==== Passage shown

Ridgefield

“Art at the Edge of the Law”

The fact that artists respond to and intervene against legal structures is not exactly groundbreaking news; the mores of legalistic bourgeois societies—and the transgression of them—have been central (if not the central) subjects of art since earliest modernism. Today even the least engagé abstractionist operates against a cultural backdrop littered with agitprop, and a number of recent and not-so-recent censorship cases still rankle. Thus, to make their show compelling, Aldrich assistant director Richard Klein and associate curator Jessica Hough faced two imperatives: They needed to focus sharply on which themes and practices “the edge of the law” might delimit, and they had to pick very strong work. For the most part, they succeeded.

The twenty-four artists and groups of artists represented have evolved in a Duchampian universe where parodic absurdity and its potential for eliciting reflexive insight is privileged over activism, either outright or of the Beuysian variety. Even the most felonious of these works was institutionalized by comforting wall text assuring viewers that “far from glorifying illegal behavior, these artists seek to illuminate the gray areas where our belief in freedom of expression clashes with the necessary control that government must wield.” Fortunately, a good portion of the art was more potent than this pallid civics lesson. Mark Lombardi’s intricate, weblike drawings charted the machinations of international finance and global realpolitik with frightening precision; Gregory Green’s functional pirate broadcasting station, installed in the museum’s attic, demonstrated that seizing the airwaves—the means of production—is possible. Witness Call Boxes, 1999–2000, by Bradley McCallum and Jacqueline Tarry, may have been visually underwhelming, but from its perfunctory cast-metal emergency callboxes emanated the voices of cops and the families of police brutality victims. To hear Anthony Baez’s mother testifying to her son’s chokehold death as you traced the tales of venality inscribed in Lombardi’s drawings was to experience in distilled form the immensity of American news.

========

* **Task item**: Update the review from "The fact that" to "part, they succeeded.", replacing "imperatives" with "priorities". The data that comes next is separate material and is not part of the review.

==== Data provided

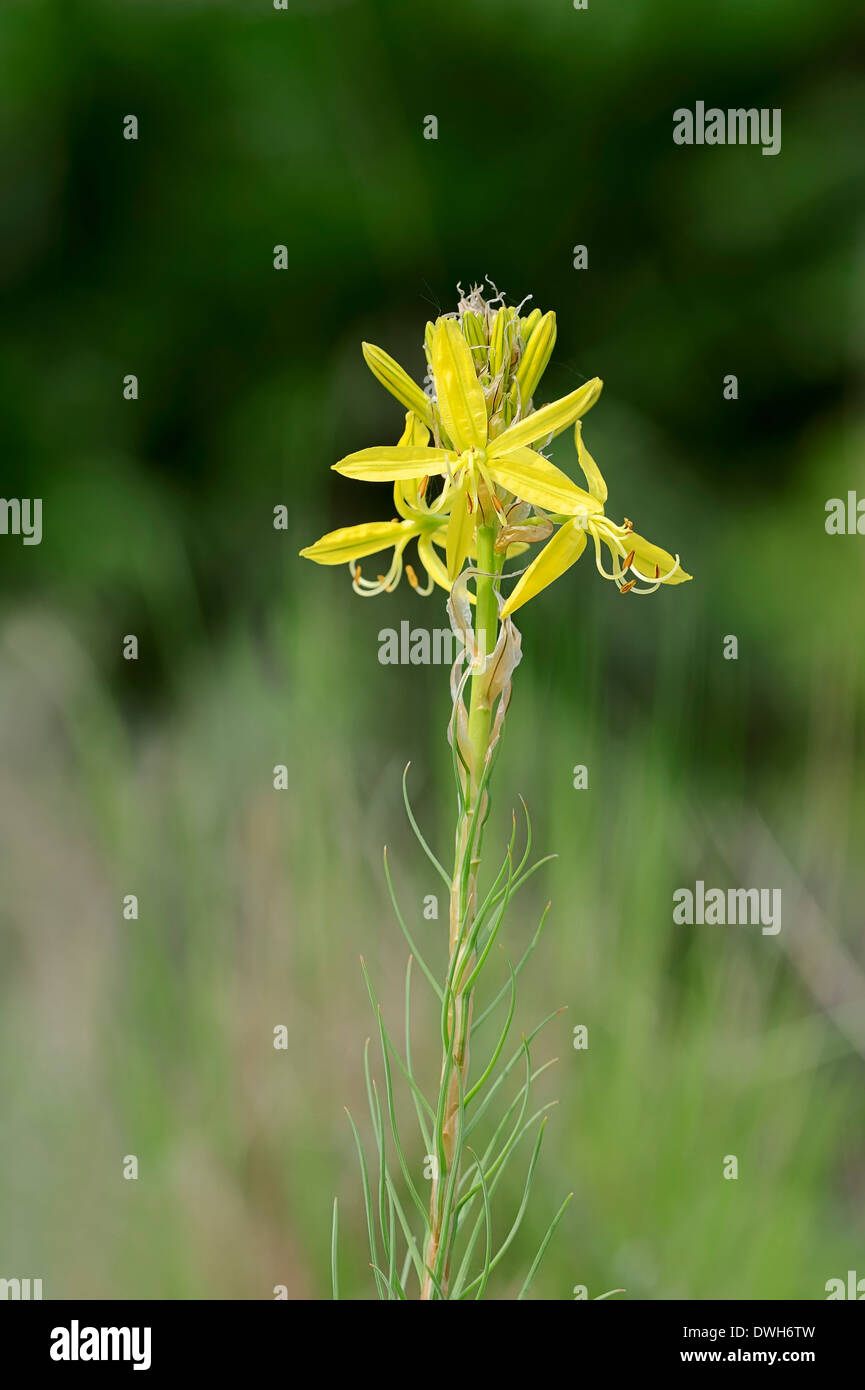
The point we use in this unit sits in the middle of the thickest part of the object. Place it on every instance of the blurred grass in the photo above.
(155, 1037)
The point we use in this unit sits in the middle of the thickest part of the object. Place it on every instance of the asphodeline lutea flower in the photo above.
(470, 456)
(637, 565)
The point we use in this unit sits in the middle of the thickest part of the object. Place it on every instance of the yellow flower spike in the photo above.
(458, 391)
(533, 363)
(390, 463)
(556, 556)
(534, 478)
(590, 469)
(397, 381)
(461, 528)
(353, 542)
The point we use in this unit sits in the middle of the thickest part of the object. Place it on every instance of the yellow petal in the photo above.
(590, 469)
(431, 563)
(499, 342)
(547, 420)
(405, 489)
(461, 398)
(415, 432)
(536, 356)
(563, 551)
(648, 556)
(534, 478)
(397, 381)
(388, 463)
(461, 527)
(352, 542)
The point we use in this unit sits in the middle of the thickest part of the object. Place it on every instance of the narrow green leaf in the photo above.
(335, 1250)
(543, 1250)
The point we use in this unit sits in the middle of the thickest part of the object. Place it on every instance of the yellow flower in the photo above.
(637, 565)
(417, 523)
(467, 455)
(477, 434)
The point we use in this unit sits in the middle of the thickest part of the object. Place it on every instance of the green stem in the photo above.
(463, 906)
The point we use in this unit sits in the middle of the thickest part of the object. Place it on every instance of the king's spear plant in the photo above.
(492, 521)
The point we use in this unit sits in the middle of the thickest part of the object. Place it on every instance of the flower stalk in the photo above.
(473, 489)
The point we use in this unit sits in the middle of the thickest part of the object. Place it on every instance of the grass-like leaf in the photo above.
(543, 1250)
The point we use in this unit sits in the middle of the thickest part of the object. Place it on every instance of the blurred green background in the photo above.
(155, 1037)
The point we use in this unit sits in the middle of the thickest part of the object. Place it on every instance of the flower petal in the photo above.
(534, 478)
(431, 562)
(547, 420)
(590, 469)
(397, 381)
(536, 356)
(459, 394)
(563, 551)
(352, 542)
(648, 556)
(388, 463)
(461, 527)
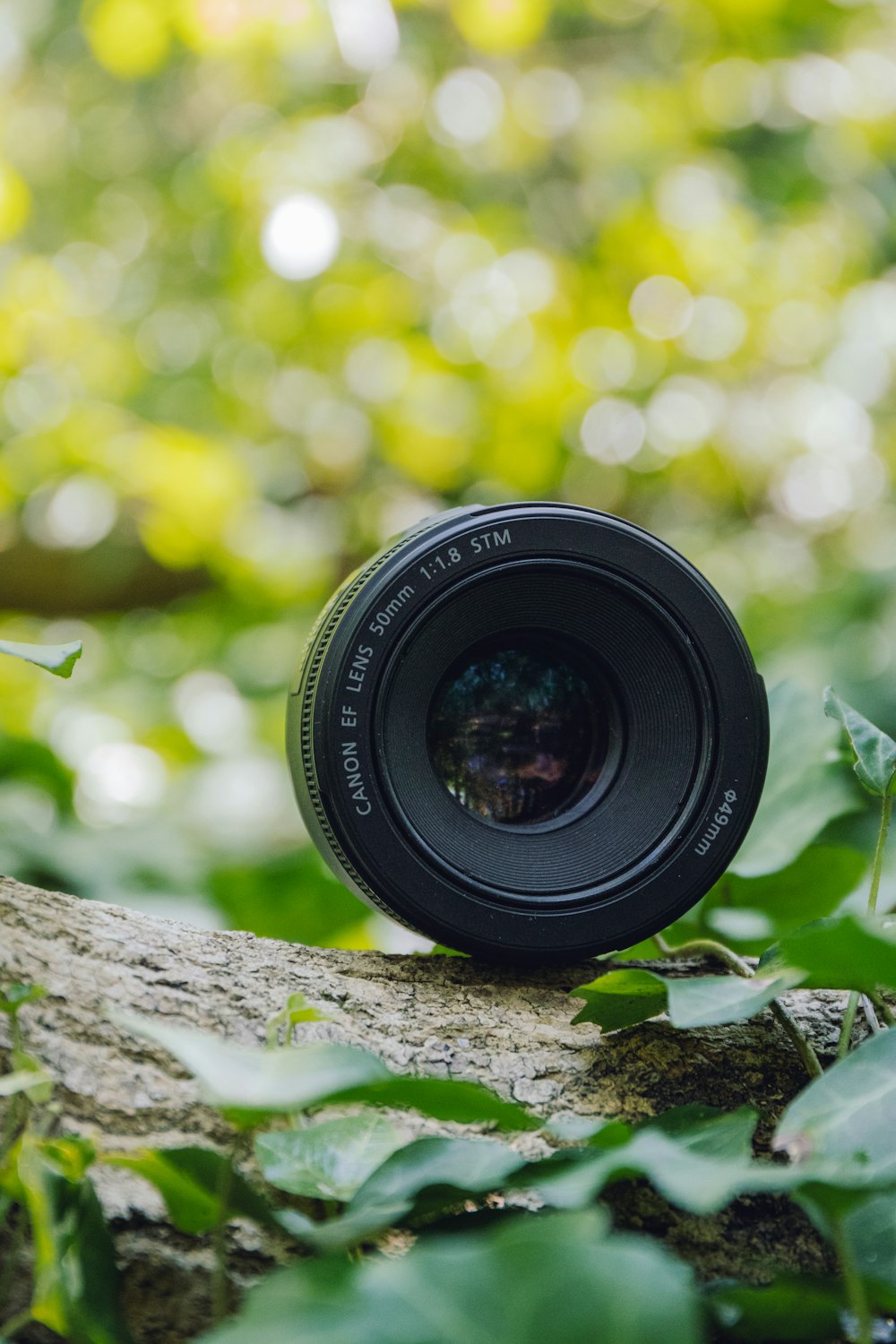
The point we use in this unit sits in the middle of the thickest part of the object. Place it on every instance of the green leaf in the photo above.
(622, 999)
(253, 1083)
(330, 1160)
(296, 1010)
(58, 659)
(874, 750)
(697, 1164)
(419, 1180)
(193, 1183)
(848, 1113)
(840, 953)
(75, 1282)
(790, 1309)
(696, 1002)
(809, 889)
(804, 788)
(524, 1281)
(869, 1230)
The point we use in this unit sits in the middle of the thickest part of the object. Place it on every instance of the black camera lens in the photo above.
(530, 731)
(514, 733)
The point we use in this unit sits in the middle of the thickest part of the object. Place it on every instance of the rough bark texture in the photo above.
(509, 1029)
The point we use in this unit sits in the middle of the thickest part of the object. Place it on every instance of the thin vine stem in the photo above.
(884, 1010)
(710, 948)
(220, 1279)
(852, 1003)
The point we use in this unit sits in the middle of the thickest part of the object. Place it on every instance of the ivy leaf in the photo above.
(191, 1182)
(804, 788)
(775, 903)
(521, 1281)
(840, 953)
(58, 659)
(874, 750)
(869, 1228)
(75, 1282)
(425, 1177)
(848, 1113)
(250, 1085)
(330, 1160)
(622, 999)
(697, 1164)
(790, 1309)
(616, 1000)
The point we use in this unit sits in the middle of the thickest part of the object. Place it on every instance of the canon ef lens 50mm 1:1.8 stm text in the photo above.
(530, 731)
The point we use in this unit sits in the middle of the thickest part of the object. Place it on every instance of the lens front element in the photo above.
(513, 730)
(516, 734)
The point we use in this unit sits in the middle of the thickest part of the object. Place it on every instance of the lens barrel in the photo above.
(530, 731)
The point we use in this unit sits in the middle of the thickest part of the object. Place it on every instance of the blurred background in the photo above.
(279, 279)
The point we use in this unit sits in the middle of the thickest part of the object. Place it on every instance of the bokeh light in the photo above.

========
==== Data provided

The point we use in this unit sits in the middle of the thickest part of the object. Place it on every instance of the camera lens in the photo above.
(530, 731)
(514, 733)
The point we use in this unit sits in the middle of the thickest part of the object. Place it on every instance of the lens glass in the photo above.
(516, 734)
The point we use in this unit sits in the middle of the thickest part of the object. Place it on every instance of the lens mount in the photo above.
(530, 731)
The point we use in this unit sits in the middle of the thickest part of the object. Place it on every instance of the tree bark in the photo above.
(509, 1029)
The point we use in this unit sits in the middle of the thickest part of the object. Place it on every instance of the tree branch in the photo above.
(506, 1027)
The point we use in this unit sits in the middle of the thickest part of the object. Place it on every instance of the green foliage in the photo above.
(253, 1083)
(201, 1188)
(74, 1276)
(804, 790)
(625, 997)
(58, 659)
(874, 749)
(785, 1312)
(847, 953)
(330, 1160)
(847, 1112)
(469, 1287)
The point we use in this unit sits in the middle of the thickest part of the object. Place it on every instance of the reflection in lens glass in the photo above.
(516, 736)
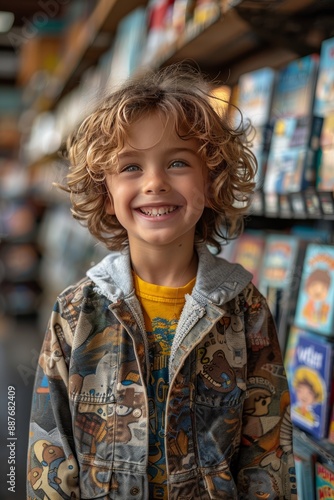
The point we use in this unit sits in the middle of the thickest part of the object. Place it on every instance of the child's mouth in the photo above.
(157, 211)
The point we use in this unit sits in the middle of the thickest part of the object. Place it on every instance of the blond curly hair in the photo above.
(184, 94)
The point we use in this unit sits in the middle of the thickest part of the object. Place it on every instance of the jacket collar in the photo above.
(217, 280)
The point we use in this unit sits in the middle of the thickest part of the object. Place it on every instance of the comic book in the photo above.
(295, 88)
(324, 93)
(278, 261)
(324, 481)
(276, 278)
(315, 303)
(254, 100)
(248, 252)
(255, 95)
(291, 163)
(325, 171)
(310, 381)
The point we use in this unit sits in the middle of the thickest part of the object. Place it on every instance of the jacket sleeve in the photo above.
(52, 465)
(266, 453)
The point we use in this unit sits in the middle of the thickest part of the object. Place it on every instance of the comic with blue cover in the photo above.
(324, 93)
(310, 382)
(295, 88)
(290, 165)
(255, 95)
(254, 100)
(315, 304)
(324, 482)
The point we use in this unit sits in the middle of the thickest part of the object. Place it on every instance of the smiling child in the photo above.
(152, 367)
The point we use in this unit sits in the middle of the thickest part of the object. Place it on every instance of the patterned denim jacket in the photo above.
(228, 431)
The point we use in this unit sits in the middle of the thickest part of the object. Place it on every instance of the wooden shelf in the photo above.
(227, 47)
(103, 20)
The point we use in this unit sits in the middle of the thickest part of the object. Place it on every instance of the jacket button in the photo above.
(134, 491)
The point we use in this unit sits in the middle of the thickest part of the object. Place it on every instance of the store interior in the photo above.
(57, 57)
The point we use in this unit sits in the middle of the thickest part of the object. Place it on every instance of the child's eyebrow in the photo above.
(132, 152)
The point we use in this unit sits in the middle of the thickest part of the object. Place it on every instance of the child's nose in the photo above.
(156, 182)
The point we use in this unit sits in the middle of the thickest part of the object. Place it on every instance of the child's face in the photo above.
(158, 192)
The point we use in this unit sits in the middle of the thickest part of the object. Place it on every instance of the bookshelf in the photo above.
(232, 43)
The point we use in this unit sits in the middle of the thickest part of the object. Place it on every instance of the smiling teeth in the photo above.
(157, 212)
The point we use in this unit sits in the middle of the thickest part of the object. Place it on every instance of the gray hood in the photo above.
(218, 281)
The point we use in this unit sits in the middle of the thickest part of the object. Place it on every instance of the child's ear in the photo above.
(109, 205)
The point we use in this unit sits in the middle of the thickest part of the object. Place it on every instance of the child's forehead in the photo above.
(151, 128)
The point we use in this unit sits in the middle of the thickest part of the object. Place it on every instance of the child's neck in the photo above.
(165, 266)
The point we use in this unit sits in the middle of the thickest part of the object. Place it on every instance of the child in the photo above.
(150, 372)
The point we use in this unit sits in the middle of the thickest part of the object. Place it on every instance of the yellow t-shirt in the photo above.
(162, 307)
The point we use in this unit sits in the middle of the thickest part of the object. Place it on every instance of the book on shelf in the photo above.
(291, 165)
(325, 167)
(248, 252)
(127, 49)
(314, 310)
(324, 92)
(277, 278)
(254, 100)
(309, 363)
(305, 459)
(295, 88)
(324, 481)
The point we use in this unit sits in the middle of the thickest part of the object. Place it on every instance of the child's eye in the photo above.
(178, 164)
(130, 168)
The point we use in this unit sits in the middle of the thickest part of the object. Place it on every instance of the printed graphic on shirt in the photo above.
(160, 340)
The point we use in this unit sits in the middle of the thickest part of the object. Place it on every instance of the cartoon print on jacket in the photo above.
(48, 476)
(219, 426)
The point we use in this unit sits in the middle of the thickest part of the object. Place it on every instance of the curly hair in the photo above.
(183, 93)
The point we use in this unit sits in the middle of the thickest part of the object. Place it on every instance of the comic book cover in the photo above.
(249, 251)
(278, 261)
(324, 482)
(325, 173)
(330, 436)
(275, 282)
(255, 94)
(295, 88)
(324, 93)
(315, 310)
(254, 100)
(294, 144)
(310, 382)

========

* **Response area**:
The fact that artists respond to and intervene against legal structures is not exactly groundbreaking news; the mores of legalistic bourgeois societies—and the transgression of them—have been central (if not the central) subjects of art since earliest modernism. Today even the least engagé abstractionist operates against a cultural backdrop littered with agitprop, and a number of recent and not-so-recent censorship cases still rankle. Thus, to make their show compelling, Aldrich assistant director Richard Klein and associate curator Jessica Hough faced two priorities: They needed to focus sharply on which themes and practices “the edge of the law” might delimit, and they had to pick very strong work. For the most part, they succeeded.